==== LISTED ENTRIES ====

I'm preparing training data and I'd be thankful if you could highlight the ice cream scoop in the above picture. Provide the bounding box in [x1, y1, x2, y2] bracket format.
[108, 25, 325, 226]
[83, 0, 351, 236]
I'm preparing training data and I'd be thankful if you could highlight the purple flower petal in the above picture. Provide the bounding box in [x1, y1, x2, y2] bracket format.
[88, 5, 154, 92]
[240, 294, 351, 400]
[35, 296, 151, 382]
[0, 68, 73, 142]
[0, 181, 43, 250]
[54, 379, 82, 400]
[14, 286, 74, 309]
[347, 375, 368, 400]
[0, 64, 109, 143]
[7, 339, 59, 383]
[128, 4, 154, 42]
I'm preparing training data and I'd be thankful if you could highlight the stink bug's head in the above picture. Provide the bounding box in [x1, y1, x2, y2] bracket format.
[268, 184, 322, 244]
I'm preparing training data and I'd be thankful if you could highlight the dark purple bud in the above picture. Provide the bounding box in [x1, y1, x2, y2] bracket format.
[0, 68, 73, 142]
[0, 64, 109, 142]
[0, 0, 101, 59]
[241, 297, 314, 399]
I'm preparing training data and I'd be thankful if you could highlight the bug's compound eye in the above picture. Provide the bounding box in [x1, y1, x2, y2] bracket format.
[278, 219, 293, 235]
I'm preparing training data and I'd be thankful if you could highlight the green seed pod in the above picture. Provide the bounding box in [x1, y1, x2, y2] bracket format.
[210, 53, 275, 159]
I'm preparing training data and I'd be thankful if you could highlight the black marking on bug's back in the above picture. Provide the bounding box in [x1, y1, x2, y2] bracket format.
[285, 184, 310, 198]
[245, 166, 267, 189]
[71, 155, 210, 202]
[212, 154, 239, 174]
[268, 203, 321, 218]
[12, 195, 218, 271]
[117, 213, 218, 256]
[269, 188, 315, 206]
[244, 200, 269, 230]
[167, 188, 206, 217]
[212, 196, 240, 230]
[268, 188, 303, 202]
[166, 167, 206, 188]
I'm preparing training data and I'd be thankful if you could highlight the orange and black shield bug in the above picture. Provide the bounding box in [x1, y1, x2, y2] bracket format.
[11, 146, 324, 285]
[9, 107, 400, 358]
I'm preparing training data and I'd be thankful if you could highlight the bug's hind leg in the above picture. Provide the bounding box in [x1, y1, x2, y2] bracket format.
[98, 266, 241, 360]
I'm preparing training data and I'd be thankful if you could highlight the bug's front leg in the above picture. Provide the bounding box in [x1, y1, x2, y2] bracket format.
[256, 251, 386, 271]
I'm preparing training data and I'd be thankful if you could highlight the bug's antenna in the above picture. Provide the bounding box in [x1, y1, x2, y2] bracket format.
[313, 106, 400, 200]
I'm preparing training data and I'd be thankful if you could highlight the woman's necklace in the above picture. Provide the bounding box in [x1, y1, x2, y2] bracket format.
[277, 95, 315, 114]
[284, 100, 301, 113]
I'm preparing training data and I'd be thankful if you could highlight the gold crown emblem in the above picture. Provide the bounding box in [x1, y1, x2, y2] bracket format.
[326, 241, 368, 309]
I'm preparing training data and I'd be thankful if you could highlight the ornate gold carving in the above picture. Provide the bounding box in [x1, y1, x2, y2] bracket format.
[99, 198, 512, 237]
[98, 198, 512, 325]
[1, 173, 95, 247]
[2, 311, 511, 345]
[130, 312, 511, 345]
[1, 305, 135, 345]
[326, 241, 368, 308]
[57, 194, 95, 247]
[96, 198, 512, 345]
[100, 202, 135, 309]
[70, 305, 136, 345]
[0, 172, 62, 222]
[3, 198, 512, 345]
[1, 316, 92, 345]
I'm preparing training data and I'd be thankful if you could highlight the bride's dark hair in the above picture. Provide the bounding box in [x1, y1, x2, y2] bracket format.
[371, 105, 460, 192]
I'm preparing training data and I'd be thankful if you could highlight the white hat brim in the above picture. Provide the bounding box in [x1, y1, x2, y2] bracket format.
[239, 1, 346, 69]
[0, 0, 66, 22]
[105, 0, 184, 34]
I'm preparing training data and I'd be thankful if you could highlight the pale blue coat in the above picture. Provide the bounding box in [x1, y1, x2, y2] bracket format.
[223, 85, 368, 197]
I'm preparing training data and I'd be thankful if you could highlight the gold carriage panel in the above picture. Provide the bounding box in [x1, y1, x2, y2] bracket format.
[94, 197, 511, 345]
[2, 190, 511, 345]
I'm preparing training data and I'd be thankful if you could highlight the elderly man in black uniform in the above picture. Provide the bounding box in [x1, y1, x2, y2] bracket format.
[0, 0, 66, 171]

====

Every entry in the listing above is to be repeated verbatim.

I'm preparing training data and I'd be thankful if you could highlight the ice cream scoop in the above picture. Provide the bounding box in [x1, y1, x2, y2] bracket format.
[108, 25, 325, 226]
[83, 0, 351, 236]
I'm preparing training data and I'd be thankful if you could highlight the purple flower petal in the above picture. Provide the bounding box in [x1, y1, x2, y2] bracket format.
[88, 5, 154, 92]
[240, 294, 351, 400]
[35, 296, 151, 382]
[0, 68, 73, 142]
[0, 181, 43, 250]
[54, 379, 82, 400]
[14, 286, 74, 309]
[347, 375, 368, 400]
[0, 64, 109, 143]
[7, 339, 59, 383]
[128, 4, 154, 42]
I'm preparing training data and I'd be thankful if you could highlight the stink bug's head in the above picture. Provide the bounding box in [x1, y1, x2, y2] bracket format.
[268, 184, 322, 244]
I'm preparing training data and I'd be thankful if you could highlight the dark purple bud in the above picture. Provide the bounding box in [x1, y1, x2, y2] bracket format.
[0, 68, 73, 142]
[0, 64, 109, 142]
[0, 0, 101, 59]
[241, 297, 314, 399]
I'm preparing training data and I'd be thankful if you could highlight the bug's compound eye in the above picture. Provide the bounding box in [x1, y1, x2, y2] bracket format.
[278, 219, 293, 235]
I'm preparing training data and I'd be thankful if you could highlight the green seed pod in the above picture. Provide the bounding box in [x1, y1, x2, y2] bracket format.
[210, 53, 275, 159]
I'm preparing training data and I'd be thankful if you could highlight the black marking on bug's back in the above picture. Provide the bounding box in [x1, y1, x2, y2] bracket format.
[285, 184, 310, 198]
[245, 166, 267, 189]
[71, 155, 210, 202]
[212, 154, 239, 174]
[268, 203, 321, 218]
[12, 195, 218, 271]
[117, 213, 218, 256]
[269, 188, 315, 206]
[244, 200, 269, 230]
[167, 188, 206, 217]
[212, 196, 240, 230]
[268, 188, 303, 202]
[166, 167, 206, 188]
I'm preparing training data and I'd be thankful if you could highlight the orange and black shield bug in the above picture. Provide the bounding box in [x1, y1, x2, y2] bracket format.
[11, 146, 324, 285]
[9, 107, 400, 358]
I'm preparing training data and I'd be thankful if you could highlight the bug's hind leg in the above picture. Provide the bounding box in [x1, y1, x2, y2] bracket format.
[98, 266, 241, 360]
I'm preparing training data and I'd be thankful if you could highlight the bug's front leg in the above picture. Provide the bounding box in [x1, y1, x2, y2] bracket format.
[256, 251, 386, 271]
I'm preparing training data and I'd be thankful if you could highlight the bug's antenna in the above picture. Provide the bounding box in [x1, y1, x2, y2] bracket format.
[313, 106, 400, 200]
I'm preparing training data and I'd be thankful if you could highlight the woman's necklace in the above picture. Provide the bounding box in [x1, y1, x2, y2] bracket format.
[277, 95, 315, 114]
[284, 100, 301, 113]
I'm preparing training data and I'd be thankful if you could highlight the gold crown emblem in the above picture. Provide the bounding box in [x1, y1, x2, y2] bracket format.
[326, 241, 368, 309]
I'm preparing training data and I'd be thankful if you could highlight the ornate gold carving in the above picture. Provide the bounding box in [x1, y1, x2, y2] bracket format.
[99, 198, 512, 237]
[98, 198, 512, 325]
[1, 173, 95, 247]
[2, 311, 511, 345]
[130, 312, 511, 345]
[1, 305, 135, 345]
[326, 241, 368, 308]
[57, 194, 95, 247]
[96, 198, 512, 345]
[100, 202, 135, 309]
[70, 305, 136, 345]
[0, 172, 62, 222]
[3, 198, 512, 345]
[1, 316, 92, 345]
I'm preparing training data and I'd be thankful if you could highlight the bride's dark hair in the above picture. Provide the bounding box in [x1, y1, x2, y2] bracket format.
[371, 105, 460, 192]
I'm preparing training data and I'd be thankful if you could highlight the white hat brim in the above picture. Provide the bounding box in [x1, y1, x2, y2] bracket format.
[239, 1, 346, 69]
[0, 0, 66, 22]
[105, 0, 184, 34]
I'm preparing training data and I'd be thankful if you could highlight the pale blue coat in the above picture. Provide the bounding box in [x1, y1, x2, y2] bracket format.
[223, 85, 368, 197]
I'm preparing training data and I'd be thankful if you could highlight the gold carriage panel in the above picture. Provide the bounding box in [x1, y1, x2, y2] bracket format.
[94, 197, 511, 345]
[2, 190, 511, 345]
I'm preparing training data and I'd be thankful if you could highlight the elderly man in black uniform in the above picture. Provide the bounding box in [x1, y1, x2, y2] bracket format.
[0, 0, 66, 171]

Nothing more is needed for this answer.